* **Required work**:
- a) From the article on lumbar spinal stenosis, copy word for word the stretch from "Like more than" through "Medical University said.".
- b) Answer these questions using the article on lumbar spinal stenosis:
(i) How many children does Cheryl Dote have?
(ii) What condition does she have?
(iii) What device is Dr. Tallarico's team studying to relieve the pain?

* **Excerpt**:
-*-

As a full-time nurse with five children, Cheryl Dote spends a lot of time on her feet. For the last four years, she's done that with debilitating back and leg pain.
"I would be in tears some nights," Cheryl Dote told Ivanhoe.
She tried physical therapy, pain relievers and pain injections, but the pain always won.
"I actually thought I was going to end up in a wheelchair," Cheryl said.
Like more than a million other Americans, she has lumbar spinal stenosis. In her search for help, she found Upstate Medical University doctor Richard Tallarico.
"In the most aggressive forms, patients can't stand to walk for even a few minutes, so it's very functionally disabling," Richard Tallarico, M.D., orthopedic spine surgeon at Upstate Medical University said.
Standing or walking compresses the spine and pinches the nerves, causing pain. Patients only get relief when they're sitting or stooped over. Now, doctor Tallarico and a team of doctors is studying the Superion Spacer to relieve the pain.

-*-

* **Source material**:

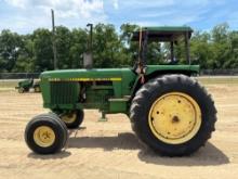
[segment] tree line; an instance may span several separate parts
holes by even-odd
[[[136,25],[123,24],[120,31],[114,25],[97,24],[93,28],[93,66],[124,67],[136,61],[138,43],[131,41]],[[55,44],[60,69],[81,68],[87,52],[87,28],[68,29],[57,26]],[[0,72],[43,72],[54,68],[52,31],[38,28],[32,34],[19,35],[9,29],[0,34]],[[148,44],[147,64],[163,64],[169,56],[169,44]],[[175,56],[185,61],[183,43],[175,46]],[[190,40],[190,59],[203,69],[238,68],[238,31],[227,23],[214,26],[210,31],[195,31]]]

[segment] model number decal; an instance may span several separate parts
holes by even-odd
[[[49,78],[49,81],[121,81],[121,78]]]

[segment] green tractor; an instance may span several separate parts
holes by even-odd
[[[40,75],[43,106],[49,114],[34,117],[25,130],[25,141],[36,153],[61,151],[68,139],[67,129],[78,128],[84,108],[105,114],[123,113],[138,139],[155,152],[188,155],[211,138],[216,110],[211,95],[190,78],[199,73],[190,65],[189,39],[193,29],[145,27],[134,31],[138,61],[132,68],[85,68],[44,72]],[[186,48],[186,65],[174,62],[174,44],[181,38]],[[170,42],[171,62],[147,65],[147,44]]]
[[[24,79],[18,82],[17,87],[15,87],[19,93],[29,92],[31,88],[34,88],[35,92],[40,92],[40,82],[34,81],[34,78]]]

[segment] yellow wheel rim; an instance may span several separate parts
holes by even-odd
[[[156,138],[169,144],[181,144],[198,132],[201,110],[191,97],[182,92],[170,92],[154,102],[148,123]]]
[[[62,120],[65,122],[66,124],[71,124],[77,119],[77,114],[76,113],[69,113],[65,114],[62,116]]]
[[[54,130],[49,126],[40,126],[34,131],[34,141],[41,148],[51,146],[55,141]]]

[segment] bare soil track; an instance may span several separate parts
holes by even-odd
[[[238,85],[207,85],[219,111],[216,131],[204,148],[186,157],[158,156],[133,135],[125,115],[85,111],[80,130],[70,131],[67,149],[37,155],[26,146],[24,129],[45,113],[40,93],[0,91],[0,178],[238,178]]]

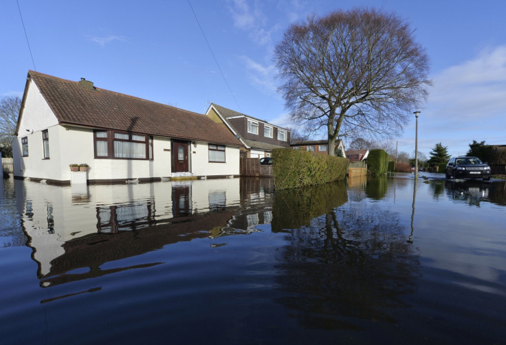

-*-

* **Solution set**:
- a)
Like more than a million other Americans, she has lumbar spinal stenosis. In her search for help, she found Upstate Medical University doctor Richard Tallarico.
"In the most aggressive forms, patients can't stand to walk for even a few minutes, so it's very functionally disabling," Richard Tallarico, M.D., orthopedic spine surgeon at Upstate Medical University said.

- b)
(i) Five
(ii) Lumbar spinal stenosis
(iii) The Superion Spacer